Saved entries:
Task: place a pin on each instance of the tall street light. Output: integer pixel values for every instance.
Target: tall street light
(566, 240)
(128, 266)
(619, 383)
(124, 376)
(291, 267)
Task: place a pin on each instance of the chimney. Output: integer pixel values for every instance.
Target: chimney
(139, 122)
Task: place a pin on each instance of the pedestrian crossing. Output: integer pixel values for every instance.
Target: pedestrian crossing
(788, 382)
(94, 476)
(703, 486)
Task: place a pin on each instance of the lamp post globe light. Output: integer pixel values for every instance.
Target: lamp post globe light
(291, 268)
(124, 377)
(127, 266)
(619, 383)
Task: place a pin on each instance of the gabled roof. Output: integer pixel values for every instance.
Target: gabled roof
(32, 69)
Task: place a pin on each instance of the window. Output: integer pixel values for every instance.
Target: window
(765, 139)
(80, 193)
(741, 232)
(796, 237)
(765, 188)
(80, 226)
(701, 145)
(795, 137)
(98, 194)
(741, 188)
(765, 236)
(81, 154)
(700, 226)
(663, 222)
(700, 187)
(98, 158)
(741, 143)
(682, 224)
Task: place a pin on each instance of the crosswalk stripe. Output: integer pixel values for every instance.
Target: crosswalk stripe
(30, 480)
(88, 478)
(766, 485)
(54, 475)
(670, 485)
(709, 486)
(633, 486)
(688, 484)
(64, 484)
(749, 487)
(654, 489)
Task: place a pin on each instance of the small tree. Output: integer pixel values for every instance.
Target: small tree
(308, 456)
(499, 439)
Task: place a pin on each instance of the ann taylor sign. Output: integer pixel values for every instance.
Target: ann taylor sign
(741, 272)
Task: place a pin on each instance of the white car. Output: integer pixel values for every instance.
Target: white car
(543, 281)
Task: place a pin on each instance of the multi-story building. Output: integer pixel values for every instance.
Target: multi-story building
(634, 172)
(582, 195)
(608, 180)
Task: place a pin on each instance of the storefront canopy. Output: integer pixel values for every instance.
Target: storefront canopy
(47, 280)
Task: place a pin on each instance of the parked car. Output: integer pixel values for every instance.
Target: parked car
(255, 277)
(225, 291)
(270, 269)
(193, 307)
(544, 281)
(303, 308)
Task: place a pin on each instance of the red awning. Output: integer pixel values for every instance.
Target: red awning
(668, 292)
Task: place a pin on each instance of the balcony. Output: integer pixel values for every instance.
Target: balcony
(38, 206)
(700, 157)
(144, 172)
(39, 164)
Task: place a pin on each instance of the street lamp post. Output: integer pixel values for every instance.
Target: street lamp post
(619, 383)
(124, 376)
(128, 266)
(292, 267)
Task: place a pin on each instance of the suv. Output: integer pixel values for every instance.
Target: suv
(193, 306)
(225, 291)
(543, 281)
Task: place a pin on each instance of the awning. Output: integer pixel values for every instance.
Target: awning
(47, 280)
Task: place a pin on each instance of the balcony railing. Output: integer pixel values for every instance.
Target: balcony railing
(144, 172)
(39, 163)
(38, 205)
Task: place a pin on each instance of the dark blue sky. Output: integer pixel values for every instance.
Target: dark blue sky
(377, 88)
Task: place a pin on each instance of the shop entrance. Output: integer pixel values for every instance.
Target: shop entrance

#### What you have to do
Take exactly the lines from the one containing "Target: suv" through the one containing "Task: place a pin on each instance of the dark" in the data above, and output them with nothing added.

#### Written solution
Target: suv
(193, 306)
(225, 291)
(543, 281)
Task: place a pin on each instance of the awning. Output: integer pixel values for every instance.
Target: awning
(47, 280)
Task: place a pin on each instance of the balcony railing. Output: integer pixel values for every instance.
Target: balcony railing
(144, 172)
(39, 163)
(38, 205)
Task: place a pin on each instance of the dark blue sky. Output: integer pixel values for every instance.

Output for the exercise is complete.